### What the task asks
Reproduce the lines below verbatim. Pictures are to be omitted.

--- Supplied records Enclosed Below ---

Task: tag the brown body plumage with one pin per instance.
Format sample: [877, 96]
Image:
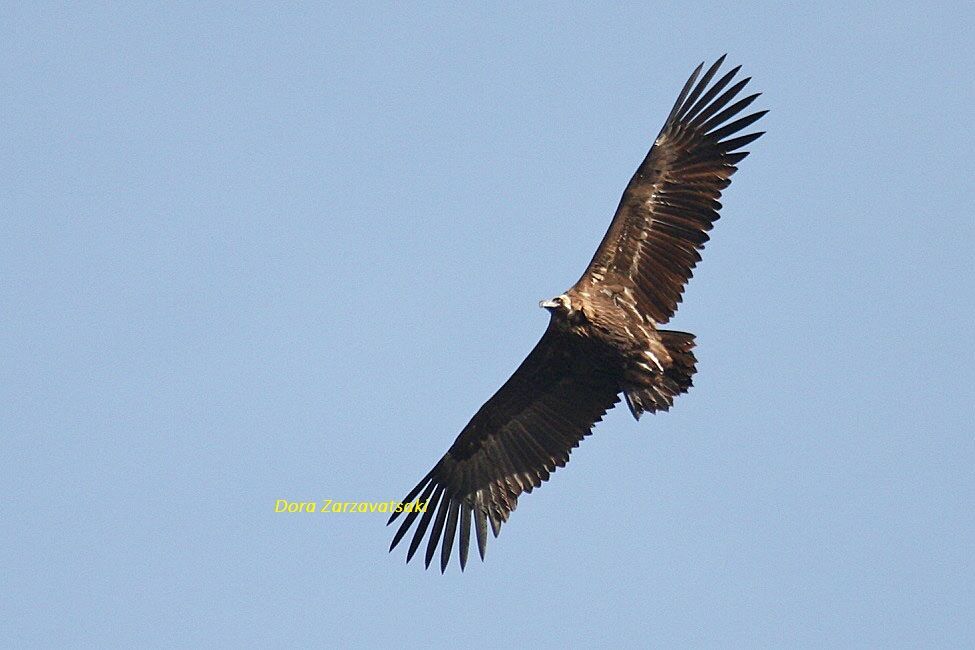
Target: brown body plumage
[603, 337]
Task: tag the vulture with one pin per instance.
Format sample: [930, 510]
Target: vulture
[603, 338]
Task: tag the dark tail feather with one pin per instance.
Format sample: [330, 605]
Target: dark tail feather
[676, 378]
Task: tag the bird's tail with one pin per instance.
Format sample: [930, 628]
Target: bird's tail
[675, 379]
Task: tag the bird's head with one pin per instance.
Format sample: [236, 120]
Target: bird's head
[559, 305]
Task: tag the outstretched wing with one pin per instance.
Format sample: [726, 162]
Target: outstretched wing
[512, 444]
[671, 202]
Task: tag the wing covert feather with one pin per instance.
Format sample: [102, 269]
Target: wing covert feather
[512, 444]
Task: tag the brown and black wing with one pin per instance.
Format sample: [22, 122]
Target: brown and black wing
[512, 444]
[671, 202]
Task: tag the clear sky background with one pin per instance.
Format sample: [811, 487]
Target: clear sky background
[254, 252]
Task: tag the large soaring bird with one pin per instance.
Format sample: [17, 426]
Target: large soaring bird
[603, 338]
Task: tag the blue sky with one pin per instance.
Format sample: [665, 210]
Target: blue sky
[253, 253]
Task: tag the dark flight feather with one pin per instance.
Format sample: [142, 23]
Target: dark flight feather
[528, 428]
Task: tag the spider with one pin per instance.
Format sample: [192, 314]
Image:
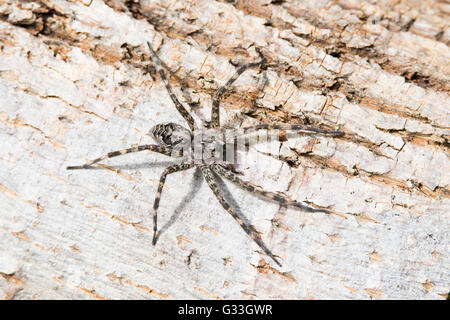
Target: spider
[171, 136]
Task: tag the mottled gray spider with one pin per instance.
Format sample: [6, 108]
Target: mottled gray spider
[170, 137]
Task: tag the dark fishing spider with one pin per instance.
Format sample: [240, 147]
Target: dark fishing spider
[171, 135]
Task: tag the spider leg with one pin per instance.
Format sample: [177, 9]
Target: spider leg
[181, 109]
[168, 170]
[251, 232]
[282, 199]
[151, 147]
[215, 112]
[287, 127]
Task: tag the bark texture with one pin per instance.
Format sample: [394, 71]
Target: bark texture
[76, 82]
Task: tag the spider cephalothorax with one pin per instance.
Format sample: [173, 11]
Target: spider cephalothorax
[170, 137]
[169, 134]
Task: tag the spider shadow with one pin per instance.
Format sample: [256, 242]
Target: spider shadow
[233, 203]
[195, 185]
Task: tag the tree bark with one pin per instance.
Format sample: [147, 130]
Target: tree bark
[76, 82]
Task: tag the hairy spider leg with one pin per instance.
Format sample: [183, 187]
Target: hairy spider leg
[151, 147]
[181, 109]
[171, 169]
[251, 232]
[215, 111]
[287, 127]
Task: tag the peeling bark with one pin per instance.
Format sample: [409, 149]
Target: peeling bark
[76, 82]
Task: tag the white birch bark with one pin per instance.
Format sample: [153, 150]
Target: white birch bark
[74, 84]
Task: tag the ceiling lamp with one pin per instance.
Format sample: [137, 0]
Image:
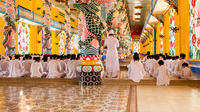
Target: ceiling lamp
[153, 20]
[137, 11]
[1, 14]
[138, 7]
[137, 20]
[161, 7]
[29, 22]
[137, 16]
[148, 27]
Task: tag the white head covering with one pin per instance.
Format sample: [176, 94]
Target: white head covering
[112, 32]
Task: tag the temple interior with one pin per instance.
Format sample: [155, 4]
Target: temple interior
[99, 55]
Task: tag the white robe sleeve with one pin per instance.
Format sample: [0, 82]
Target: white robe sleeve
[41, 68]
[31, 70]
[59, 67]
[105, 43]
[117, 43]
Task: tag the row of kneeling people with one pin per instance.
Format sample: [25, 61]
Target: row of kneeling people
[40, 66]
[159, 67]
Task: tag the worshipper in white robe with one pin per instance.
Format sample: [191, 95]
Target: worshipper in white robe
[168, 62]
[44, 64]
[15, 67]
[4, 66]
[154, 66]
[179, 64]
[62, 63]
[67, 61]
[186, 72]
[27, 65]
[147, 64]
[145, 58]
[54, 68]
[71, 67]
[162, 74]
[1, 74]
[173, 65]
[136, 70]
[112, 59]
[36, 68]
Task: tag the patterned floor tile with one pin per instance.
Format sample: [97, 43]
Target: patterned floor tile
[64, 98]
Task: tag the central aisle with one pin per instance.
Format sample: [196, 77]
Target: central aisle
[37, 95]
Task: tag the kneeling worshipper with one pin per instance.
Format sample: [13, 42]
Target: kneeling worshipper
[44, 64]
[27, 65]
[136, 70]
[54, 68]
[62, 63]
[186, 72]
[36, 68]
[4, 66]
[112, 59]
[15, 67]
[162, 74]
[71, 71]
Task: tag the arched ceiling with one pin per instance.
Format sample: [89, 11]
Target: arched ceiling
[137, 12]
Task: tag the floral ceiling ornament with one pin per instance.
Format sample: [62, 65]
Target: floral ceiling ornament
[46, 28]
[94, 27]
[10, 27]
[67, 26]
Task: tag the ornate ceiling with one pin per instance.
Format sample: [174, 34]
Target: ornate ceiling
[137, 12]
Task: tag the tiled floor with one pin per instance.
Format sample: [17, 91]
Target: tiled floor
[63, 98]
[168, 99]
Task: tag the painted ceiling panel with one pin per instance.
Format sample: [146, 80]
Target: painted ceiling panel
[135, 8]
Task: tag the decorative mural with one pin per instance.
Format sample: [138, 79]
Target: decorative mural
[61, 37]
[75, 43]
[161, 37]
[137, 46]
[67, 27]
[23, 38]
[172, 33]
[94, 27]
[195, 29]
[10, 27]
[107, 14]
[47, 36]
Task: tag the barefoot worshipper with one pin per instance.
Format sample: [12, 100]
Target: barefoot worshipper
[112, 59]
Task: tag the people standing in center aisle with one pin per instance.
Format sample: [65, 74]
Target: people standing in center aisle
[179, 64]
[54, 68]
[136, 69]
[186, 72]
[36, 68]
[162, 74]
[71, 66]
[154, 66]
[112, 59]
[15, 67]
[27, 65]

--- End of Enclosed Supplied records ---

### Solution
Task: tag the brown body plumage with one pin per instance.
Format sample: [877, 96]
Image:
Target: brown body plumage
[603, 337]
Task: tag the vulture with one pin per instance.
Format sample: [930, 510]
Target: vulture
[603, 338]
Task: tag the dark tail feather with one pin per instance.
Format sample: [330, 605]
Target: dark tail feather
[676, 378]
Task: tag the bird's tail with one pin per instance.
Format sample: [930, 628]
Target: bird's tail
[675, 379]
Task: tag the bird's head with one pin per instance.
Format sample: [236, 120]
Target: bird's head
[559, 305]
Task: tag the outstretched wing with one pin per instance.
Format sample: [726, 162]
Target: outstretched wing
[512, 444]
[671, 202]
Task: tag the wing covert feather with one pin per instance.
Format sample: [102, 269]
Target: wing covert feather
[512, 444]
Task: tag the brown and black wing with one pin per instance.
Format sample: [22, 122]
Target: brown and black wing
[512, 444]
[671, 202]
Task: tag the clear sky background with one pin per instance.
Format sample: [811, 487]
Target: clear sky background
[254, 252]
Task: tag the large soaring bird with one pin per instance.
Format sample: [17, 426]
Target: large soaring bird
[603, 338]
Task: tag the blue sky with one pin per instance.
Format sample: [665, 210]
Target: blue sky
[253, 253]
Task: tag the dark flight feather with one pin per instance.
Format sample: [142, 23]
Target: dark flight feather
[528, 428]
Task: tag the spider with one pin per instance.
Format sample: [192, 314]
Image:
Target: spider
[171, 136]
Task: tag the mottled gray spider with one pin per instance.
Format sample: [6, 108]
Target: mottled gray spider
[170, 137]
Task: tag the dark fishing spider with one pin per instance.
Format sample: [240, 147]
Target: dark fishing spider
[171, 135]
Task: tag the spider leg with one pin per instance.
Format sample: [177, 9]
Target: spider leg
[181, 109]
[168, 170]
[251, 232]
[282, 199]
[151, 147]
[215, 112]
[287, 127]
Task: tag the bark texture with one pin per instance.
Format sample: [394, 71]
Target: bark texture
[76, 82]
Task: tag the spider cephalothorax with one pin per instance.
Format sample: [173, 11]
Target: spider cephalothorax
[170, 137]
[169, 134]
Task: tag the spider shadow with one pin per instance.
Format sample: [256, 242]
Target: spider shadow
[233, 203]
[195, 185]
Task: tag the tree bark with one pin per instance.
Format sample: [147, 130]
Target: tree bark
[76, 82]
Task: tag the hairy spider leg with one pin per instance.
Format sample: [183, 187]
Target: hairy spider leg
[151, 147]
[181, 109]
[171, 169]
[251, 232]
[215, 111]
[287, 127]
Task: tag the peeling bark with one pin per instance.
Format sample: [409, 149]
Target: peeling bark
[76, 82]
Task: tag the white birch bark with one pin per instance.
Format sample: [153, 150]
Target: white birch bark
[74, 84]
Task: tag the ceiling lamp with one pin per instance.
Format sample: [137, 0]
Image:
Target: ceiling lamp
[153, 20]
[137, 11]
[1, 14]
[138, 7]
[137, 20]
[161, 7]
[29, 22]
[137, 16]
[148, 27]
Task: tag the white head covering with one pin per instance.
Format sample: [176, 94]
Target: white head covering
[112, 32]
Task: tag the temple interior with one pin per instance.
Format sample: [155, 4]
Target: temple interior
[99, 55]
Task: tag the white robe sleeve with one pin per instance.
Format sample: [0, 82]
Target: white robe sleeve
[41, 68]
[31, 70]
[59, 67]
[105, 43]
[117, 43]
Task: tag the row of kneeling people with one pin per instance.
Format sample: [25, 61]
Target: row of kneeling people
[40, 66]
[159, 67]
Task: tag the worshipper in white robe with one pin per instance.
Format sample: [191, 95]
Target: worshipper in white robe
[168, 62]
[44, 64]
[15, 67]
[4, 66]
[154, 66]
[179, 64]
[62, 63]
[67, 61]
[186, 72]
[27, 65]
[147, 64]
[145, 58]
[54, 68]
[71, 67]
[162, 74]
[1, 74]
[173, 65]
[136, 70]
[112, 59]
[36, 68]
Task: tag the patterned floor tile with one pin per instance.
Format sample: [97, 43]
Target: patterned floor tile
[64, 98]
Task: tag the central aisle with one pin per instance.
Format sample: [196, 77]
Target: central aisle
[37, 95]
Task: tag the kneeling worshipper with one pin per instance.
Format sample: [13, 42]
Target: kneeling worshipper
[44, 64]
[27, 65]
[136, 70]
[54, 68]
[62, 63]
[186, 72]
[36, 68]
[4, 66]
[112, 59]
[15, 67]
[162, 74]
[71, 71]
Task: tag the arched ceiling with one pin per instance.
Format sample: [89, 11]
Target: arched ceiling
[137, 12]
Task: tag the floral ceiling ornament with one pin per instance.
Format sample: [62, 65]
Target: floral ceiling ornament
[46, 28]
[94, 27]
[10, 27]
[67, 26]
Task: tag the ornate ceiling with one pin per instance.
Format sample: [174, 34]
Target: ornate ceiling
[137, 12]
Task: tag the tiled floor with one pin per instance.
Format sample: [17, 91]
Target: tiled floor
[63, 98]
[168, 99]
Task: tag the painted ceiling panel with one pin per instance.
Format sample: [146, 80]
Target: painted ceiling panel
[135, 8]
Task: tag the decorative mural with one pin per instance.
Format sample: [138, 79]
Target: decorative mural
[61, 37]
[75, 43]
[161, 37]
[137, 46]
[67, 27]
[23, 38]
[172, 33]
[94, 27]
[195, 29]
[10, 27]
[107, 14]
[47, 36]
Task: tag the barefoot worshipper with one pin per instance.
Format sample: [12, 100]
Target: barefoot worshipper
[112, 59]
Task: tag the people standing in center aisle with one pin per instance.
Format sample: [65, 74]
Target: people standing in center aisle
[179, 64]
[54, 68]
[136, 69]
[186, 72]
[36, 68]
[162, 74]
[71, 66]
[154, 66]
[112, 59]
[15, 67]
[27, 65]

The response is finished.